**EXERCISE DESCRIPTION:**
An unchanged copy of each entry below is needed; keep the pictures out of it.

[Region pointing data]
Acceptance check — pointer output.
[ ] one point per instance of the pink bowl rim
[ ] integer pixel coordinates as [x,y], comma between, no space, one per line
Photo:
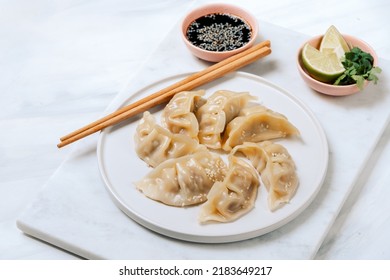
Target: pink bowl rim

**COMPLETED EXERCISE:**
Acceptance check — pointer output.
[ ] one point per instance of the pink bowl rim
[ ] integer pixel coordinates as [x,y], comma between, no space, one per line
Photo:
Target: pink bowl rim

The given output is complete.